• [DATA LISTING]

%%

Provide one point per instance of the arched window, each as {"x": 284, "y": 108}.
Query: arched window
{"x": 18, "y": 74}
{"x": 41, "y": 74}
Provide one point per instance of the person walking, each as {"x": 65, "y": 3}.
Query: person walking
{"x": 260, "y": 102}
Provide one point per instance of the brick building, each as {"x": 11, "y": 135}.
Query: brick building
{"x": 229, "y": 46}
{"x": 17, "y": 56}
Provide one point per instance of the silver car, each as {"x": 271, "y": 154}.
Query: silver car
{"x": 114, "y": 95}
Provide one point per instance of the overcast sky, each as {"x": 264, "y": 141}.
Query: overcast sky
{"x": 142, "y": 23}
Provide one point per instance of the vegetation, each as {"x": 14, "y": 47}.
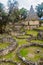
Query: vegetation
{"x": 39, "y": 9}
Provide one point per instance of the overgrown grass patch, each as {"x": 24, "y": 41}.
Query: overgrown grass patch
{"x": 31, "y": 53}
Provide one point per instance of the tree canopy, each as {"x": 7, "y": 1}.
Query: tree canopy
{"x": 39, "y": 9}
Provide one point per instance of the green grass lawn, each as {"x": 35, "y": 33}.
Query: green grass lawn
{"x": 24, "y": 52}
{"x": 31, "y": 53}
{"x": 32, "y": 32}
{"x": 41, "y": 28}
{"x": 4, "y": 45}
{"x": 37, "y": 41}
{"x": 6, "y": 63}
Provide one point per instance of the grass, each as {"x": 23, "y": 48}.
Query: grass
{"x": 4, "y": 45}
{"x": 32, "y": 32}
{"x": 7, "y": 63}
{"x": 37, "y": 41}
{"x": 41, "y": 28}
{"x": 24, "y": 52}
{"x": 31, "y": 53}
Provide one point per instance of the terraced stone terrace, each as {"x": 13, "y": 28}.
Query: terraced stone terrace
{"x": 33, "y": 53}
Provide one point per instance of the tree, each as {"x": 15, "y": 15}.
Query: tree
{"x": 23, "y": 13}
{"x": 13, "y": 10}
{"x": 39, "y": 9}
{"x": 3, "y": 18}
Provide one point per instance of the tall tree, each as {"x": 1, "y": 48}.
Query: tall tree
{"x": 23, "y": 13}
{"x": 13, "y": 10}
{"x": 2, "y": 18}
{"x": 39, "y": 9}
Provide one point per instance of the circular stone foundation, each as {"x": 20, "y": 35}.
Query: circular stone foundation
{"x": 10, "y": 47}
{"x": 7, "y": 62}
{"x": 30, "y": 53}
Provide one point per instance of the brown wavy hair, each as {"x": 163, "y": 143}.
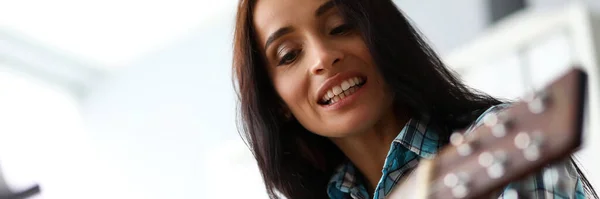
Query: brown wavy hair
{"x": 297, "y": 163}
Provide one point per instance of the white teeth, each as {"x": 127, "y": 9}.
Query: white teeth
{"x": 337, "y": 90}
{"x": 345, "y": 85}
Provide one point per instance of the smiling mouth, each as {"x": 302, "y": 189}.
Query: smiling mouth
{"x": 345, "y": 89}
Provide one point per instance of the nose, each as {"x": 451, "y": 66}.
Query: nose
{"x": 327, "y": 55}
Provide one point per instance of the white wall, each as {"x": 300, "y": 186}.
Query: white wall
{"x": 168, "y": 121}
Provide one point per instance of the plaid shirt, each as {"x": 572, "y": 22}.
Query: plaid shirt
{"x": 419, "y": 140}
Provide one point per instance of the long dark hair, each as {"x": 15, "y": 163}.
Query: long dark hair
{"x": 297, "y": 163}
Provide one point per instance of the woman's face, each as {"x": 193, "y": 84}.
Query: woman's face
{"x": 320, "y": 66}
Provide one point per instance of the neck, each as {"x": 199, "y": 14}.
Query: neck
{"x": 368, "y": 150}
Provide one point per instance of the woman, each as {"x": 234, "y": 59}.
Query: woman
{"x": 334, "y": 93}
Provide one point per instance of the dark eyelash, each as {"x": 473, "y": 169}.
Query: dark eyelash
{"x": 342, "y": 29}
{"x": 285, "y": 61}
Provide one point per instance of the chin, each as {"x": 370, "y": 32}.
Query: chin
{"x": 349, "y": 125}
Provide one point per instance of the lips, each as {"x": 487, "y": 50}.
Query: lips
{"x": 339, "y": 87}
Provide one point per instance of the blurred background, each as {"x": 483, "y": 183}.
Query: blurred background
{"x": 134, "y": 99}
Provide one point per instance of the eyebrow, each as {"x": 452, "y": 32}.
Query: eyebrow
{"x": 324, "y": 8}
{"x": 285, "y": 30}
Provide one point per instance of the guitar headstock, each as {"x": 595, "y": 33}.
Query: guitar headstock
{"x": 541, "y": 129}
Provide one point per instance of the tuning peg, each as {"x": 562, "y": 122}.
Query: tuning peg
{"x": 494, "y": 163}
{"x": 530, "y": 144}
{"x": 458, "y": 183}
{"x": 463, "y": 148}
{"x": 457, "y": 138}
{"x": 460, "y": 191}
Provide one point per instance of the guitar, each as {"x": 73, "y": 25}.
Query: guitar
{"x": 542, "y": 129}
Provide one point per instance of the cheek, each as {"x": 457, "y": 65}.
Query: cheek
{"x": 293, "y": 89}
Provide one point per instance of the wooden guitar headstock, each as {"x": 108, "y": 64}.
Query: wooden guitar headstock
{"x": 544, "y": 128}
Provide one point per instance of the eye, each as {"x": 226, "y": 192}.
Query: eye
{"x": 289, "y": 57}
{"x": 340, "y": 30}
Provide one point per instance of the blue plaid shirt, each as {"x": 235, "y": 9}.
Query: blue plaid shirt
{"x": 420, "y": 140}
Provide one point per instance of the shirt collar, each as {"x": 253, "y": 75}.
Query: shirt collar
{"x": 418, "y": 136}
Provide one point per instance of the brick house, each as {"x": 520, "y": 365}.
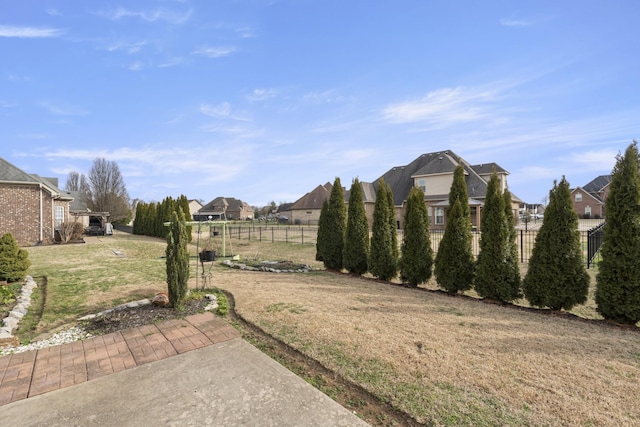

%%

• [PROBLEM REQUIREMENTS] Rewrite the records from the line with "Provide one point per instance of the blue" up to and including the last line of the records, requests included, shifting every x and y coordinate in the answer points by -147. Leave the pictures out of your answer.

• [RESPONSE TO THIS TASK]
Provide one point per instance of the blue plaid shirt, each as {"x": 235, "y": 9}.
Query: blue plaid shirt
{"x": 273, "y": -7}
Provide one point per instance of the shirt collar, each as {"x": 253, "y": 75}.
Query: shirt collar
{"x": 271, "y": -11}
Provide one point per instance of the brick house, each as {"x": 520, "y": 365}.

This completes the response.